YOUR OBJECTIVE:
Print out every record exactly as it appears.

[MATERIAL TO PROCESS start]

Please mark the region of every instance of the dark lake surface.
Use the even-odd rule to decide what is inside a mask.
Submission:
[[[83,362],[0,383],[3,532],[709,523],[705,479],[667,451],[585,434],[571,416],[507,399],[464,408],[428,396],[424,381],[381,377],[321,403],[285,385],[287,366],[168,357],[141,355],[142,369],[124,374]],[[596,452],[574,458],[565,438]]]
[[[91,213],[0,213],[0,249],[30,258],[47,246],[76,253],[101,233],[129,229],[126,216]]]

[MATERIAL TO PROCESS end]

ANSWER FOR THIS EXERCISE:
Please mark the region of every instance of the dark lake surface.
Use the even-odd rule to decide what is inside a mask.
Submission:
[[[83,362],[0,383],[3,532],[709,523],[705,479],[667,451],[585,434],[571,416],[507,399],[464,408],[428,396],[424,381],[381,377],[321,403],[285,385],[287,366],[168,357],[141,355],[142,369],[124,374]],[[596,452],[574,458],[565,438]]]
[[[91,213],[0,213],[0,249],[30,258],[47,246],[76,253],[101,233],[129,229],[126,216]]]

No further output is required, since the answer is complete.